⟨

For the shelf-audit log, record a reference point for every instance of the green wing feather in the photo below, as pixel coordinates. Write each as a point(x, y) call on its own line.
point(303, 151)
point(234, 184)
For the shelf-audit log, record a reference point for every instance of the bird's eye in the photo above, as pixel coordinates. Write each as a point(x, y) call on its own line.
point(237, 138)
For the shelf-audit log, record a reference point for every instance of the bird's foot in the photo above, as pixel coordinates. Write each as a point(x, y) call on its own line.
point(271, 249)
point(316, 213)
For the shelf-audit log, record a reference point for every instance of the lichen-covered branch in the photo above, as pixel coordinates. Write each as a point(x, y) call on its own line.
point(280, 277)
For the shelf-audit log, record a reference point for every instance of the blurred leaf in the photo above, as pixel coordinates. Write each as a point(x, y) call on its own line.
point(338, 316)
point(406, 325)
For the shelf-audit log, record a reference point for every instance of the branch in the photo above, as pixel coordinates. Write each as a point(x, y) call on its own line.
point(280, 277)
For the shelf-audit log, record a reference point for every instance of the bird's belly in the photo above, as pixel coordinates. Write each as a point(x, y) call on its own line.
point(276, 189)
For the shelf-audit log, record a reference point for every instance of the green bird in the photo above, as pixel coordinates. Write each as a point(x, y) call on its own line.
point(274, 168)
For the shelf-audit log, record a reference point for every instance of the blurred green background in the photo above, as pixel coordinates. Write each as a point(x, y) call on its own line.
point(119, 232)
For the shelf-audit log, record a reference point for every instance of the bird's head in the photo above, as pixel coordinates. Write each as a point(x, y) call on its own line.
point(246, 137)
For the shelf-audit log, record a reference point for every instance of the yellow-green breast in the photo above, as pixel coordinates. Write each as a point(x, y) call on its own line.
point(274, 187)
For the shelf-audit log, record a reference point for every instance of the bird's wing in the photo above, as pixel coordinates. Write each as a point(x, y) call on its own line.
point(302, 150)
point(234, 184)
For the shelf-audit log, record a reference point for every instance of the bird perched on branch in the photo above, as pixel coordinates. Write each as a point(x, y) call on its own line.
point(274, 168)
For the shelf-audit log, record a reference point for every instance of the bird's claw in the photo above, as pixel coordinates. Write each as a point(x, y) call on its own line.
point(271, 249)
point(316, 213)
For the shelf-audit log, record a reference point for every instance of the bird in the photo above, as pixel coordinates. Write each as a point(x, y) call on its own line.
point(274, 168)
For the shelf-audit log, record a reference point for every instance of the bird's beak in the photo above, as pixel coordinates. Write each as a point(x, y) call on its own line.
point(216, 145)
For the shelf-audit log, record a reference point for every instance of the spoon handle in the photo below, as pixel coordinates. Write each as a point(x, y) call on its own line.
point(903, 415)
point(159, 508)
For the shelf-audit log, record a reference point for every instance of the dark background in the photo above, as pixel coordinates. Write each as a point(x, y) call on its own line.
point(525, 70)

⟩

PROMPT ▸ Render the items above as a two-column CSV with the header columns "item_text" and "item_answer", one row per item. Enclose each field in double quotes and replace every line break inside a field with a space.

OUTPUT OF THE TASK ▸
item_text,item_answer
"For the shelf-audit log, record a reference point for every instance of the green wing feather in the photo below, as pixel coordinates. Write each as a point(x, y) call on its own line.","point(303, 151) point(234, 184)"
"For the shelf-audit log, record a reference point for every instance of the bird's eye in the photo above, as pixel coordinates. Write each as a point(x, y) call on its own line.","point(237, 138)"
"For the shelf-audit log, record a reference point for every instance of the bird's foot in the photo above, as pixel coordinates. Write each as a point(x, y) call on its own line.","point(271, 249) point(316, 213)"
"For the shelf-audit log, record a reference point for every instance of the lichen-covered branch in the photo above, as pixel coordinates. Write each as a point(x, y) call on its own line.","point(280, 277)"
"For the shelf-audit log, record a reference point for every instance of the blurred leaf in the photo above, as pixel coordinates. Write each as a point(x, y) call on its own line.","point(338, 316) point(406, 325)"
"For the shelf-audit log, record a reference point for every instance of the branch in the photo above, as pixel coordinates. Write each as a point(x, y) call on its own line.","point(280, 277)"
"For the shelf-audit log, record a reference point for every instance of the bird's belly in the photo above, as pixel coordinates. Write each as a point(x, y) call on its own line.","point(276, 189)"
"For the shelf-audit log, record a reference point for every instance of the green bird in the photo above, as pixel coordinates. Write each as a point(x, y) call on its own line.","point(274, 168)"
"For the shelf-audit log, record a reference point for every instance of the blurred green background in the photo above, as pixel coordinates. Write each as a point(x, y) call on its own line.","point(119, 232)"
"For the shelf-audit log, record a reference point for every instance of the bird's head in the photo above, as pixel coordinates. Write each as a point(x, y) call on its own line.","point(246, 137)"
"For the shelf-audit log, record a reference point for every instance of the yellow-green breast in the photo above, as pixel coordinates. Write each as a point(x, y) call on its own line.","point(274, 187)"
"For the shelf-audit log, record a reference point for every instance of the bird's wing in the photo above, as pixel coordinates. Write each as a point(x, y) call on its own line.","point(302, 150) point(234, 184)"
"For the shelf-audit log, record a reference point for every instance of the bird perched on branch in the photo above, as pixel coordinates. Write each as a point(x, y) call on its own line.","point(274, 168)"
"For the shelf-audit log, record a reference point for every instance of the bird's claw in the photo above, as pixel coordinates. Write each as a point(x, y) call on its own line.","point(271, 249) point(316, 213)"
"For the shelf-audit log, record a reference point for every instance of the bird in the photo above, as pixel coordinates. Write each as a point(x, y) call on its own line.","point(274, 168)"
"For the shelf-audit log, record a reference point for every instance of the bird's beak in the photo above, as pixel coordinates. Write each as a point(x, y) call on its own line.","point(216, 145)"
"For the shelf-audit log, record a reference point for every instance of the spoon handle in the photo below, as pixel coordinates. Write each as a point(x, y) call on its own line.","point(903, 415) point(159, 508)"
"For the shelf-audit log, record a reference point for every instance of the dark background in the photo above, as pixel coordinates. Write each as a point(x, y) call on its own line.","point(525, 70)"